═════ Data ═════
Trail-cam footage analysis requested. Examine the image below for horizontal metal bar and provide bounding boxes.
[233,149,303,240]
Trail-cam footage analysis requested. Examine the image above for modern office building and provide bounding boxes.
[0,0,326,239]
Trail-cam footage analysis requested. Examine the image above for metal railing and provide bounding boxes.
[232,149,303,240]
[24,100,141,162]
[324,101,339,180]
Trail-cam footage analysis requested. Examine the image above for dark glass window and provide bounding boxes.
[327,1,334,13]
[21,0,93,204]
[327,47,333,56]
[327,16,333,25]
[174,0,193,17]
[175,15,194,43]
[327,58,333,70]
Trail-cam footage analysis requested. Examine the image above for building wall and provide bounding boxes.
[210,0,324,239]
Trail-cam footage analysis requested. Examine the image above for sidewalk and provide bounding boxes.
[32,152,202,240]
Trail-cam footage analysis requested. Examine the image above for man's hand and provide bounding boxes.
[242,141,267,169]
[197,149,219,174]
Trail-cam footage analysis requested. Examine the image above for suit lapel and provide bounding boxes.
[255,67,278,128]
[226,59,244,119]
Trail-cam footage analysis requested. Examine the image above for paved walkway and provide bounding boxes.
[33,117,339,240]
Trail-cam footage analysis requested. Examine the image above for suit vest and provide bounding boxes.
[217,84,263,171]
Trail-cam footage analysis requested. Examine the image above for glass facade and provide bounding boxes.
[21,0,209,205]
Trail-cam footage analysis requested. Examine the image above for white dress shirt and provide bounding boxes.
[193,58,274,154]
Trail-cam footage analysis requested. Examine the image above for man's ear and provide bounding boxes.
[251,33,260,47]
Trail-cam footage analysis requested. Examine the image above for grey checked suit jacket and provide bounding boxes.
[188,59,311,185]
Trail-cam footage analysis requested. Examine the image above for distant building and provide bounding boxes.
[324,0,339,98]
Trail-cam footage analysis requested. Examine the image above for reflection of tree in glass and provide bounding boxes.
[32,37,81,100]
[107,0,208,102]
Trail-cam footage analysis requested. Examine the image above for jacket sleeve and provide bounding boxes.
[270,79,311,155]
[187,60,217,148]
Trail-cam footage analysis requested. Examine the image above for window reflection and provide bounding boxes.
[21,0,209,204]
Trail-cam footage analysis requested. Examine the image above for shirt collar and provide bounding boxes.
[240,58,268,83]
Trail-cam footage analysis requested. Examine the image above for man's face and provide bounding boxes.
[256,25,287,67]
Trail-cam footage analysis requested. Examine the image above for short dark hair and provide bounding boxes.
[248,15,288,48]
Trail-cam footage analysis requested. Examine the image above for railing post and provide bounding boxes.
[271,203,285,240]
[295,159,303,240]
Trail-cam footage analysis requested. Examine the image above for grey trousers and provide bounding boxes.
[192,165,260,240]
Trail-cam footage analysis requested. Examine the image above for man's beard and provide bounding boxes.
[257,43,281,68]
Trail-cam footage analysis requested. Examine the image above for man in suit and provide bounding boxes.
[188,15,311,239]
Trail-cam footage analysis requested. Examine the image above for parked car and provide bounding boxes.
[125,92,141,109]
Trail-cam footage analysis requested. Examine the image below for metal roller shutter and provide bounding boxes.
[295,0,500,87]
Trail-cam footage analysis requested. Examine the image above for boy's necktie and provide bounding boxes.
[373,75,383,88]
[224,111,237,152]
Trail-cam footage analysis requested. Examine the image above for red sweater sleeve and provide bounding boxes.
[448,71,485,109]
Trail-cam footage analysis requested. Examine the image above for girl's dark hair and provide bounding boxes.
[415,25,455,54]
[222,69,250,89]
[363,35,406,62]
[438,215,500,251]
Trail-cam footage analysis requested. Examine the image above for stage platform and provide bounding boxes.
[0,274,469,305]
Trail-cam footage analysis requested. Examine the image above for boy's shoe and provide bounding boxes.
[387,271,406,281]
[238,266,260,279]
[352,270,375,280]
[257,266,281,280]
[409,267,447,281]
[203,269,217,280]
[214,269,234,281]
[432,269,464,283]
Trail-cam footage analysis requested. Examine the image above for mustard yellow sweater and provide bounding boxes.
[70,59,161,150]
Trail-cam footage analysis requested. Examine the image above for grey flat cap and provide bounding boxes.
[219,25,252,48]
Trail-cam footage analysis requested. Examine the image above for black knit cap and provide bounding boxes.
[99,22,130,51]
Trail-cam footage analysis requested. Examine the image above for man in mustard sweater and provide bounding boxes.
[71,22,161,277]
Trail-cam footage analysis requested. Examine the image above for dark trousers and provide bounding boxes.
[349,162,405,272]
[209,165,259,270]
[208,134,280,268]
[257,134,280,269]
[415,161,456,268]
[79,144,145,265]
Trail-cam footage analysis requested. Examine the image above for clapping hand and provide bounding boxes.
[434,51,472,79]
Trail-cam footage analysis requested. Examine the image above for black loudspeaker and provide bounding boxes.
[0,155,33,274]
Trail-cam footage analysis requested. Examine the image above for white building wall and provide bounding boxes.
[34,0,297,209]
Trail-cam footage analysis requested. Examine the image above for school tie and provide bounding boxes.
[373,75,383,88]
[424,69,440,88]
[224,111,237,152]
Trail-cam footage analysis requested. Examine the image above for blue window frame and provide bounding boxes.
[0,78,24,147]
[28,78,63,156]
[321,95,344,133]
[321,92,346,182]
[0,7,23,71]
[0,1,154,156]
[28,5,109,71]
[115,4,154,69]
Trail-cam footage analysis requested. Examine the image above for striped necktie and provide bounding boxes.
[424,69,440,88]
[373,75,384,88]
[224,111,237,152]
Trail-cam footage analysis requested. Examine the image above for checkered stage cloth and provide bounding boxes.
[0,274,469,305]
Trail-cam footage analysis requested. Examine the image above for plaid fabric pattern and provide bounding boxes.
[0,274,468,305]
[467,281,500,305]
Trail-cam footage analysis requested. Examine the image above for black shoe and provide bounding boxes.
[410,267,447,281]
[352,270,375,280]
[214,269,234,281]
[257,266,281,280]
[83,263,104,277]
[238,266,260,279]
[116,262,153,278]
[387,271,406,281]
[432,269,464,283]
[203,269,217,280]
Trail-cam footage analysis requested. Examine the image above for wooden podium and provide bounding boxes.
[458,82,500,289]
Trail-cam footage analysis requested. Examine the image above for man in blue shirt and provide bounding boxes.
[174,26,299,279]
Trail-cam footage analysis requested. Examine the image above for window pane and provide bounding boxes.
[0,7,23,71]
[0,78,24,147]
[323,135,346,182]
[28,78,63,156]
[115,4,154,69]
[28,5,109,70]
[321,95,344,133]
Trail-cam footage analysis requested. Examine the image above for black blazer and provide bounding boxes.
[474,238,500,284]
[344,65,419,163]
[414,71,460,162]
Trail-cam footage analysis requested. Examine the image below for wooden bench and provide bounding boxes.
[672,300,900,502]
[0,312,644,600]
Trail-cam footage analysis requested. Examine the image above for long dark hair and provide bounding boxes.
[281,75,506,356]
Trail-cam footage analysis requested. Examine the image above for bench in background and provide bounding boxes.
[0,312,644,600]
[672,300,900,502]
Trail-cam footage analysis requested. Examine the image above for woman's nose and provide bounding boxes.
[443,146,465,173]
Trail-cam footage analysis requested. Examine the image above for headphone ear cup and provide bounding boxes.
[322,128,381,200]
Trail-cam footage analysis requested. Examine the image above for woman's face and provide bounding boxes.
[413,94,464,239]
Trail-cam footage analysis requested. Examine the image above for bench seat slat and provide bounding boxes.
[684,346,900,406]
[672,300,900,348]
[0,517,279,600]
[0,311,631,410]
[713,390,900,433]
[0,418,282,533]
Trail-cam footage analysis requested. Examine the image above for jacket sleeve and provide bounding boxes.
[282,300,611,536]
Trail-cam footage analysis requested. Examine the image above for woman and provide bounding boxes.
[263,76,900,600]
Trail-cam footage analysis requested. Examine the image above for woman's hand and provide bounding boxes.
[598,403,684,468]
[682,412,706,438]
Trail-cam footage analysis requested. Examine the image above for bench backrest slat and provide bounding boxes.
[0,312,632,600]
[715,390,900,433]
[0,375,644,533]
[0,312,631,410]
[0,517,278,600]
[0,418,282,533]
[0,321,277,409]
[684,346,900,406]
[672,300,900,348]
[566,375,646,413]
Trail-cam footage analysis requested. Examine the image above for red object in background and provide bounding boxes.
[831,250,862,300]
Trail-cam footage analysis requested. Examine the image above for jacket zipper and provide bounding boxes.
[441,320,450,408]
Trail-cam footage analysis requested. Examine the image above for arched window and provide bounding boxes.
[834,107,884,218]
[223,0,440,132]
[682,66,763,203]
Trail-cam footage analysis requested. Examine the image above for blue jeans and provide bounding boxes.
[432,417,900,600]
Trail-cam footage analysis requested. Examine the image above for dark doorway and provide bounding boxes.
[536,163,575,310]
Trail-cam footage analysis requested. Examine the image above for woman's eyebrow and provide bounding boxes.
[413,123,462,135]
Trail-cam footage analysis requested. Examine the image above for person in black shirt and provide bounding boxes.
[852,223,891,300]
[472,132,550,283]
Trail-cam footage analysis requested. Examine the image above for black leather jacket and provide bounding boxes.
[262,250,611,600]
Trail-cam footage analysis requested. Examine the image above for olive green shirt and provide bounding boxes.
═════
> [Your objective]: Rewrite the lines above as a numbered list, from the line holding "railing and provide bounding boxes." through the line holding "[324,101,339,180]", inclusive, leaving out any blank lines.

> [The reply]:
1. Trail-cam footage analysis requested. Examine the image above for metal railing and provide bounding boxes.
2. [232,149,303,240]
3. [24,100,141,162]
4. [324,101,339,180]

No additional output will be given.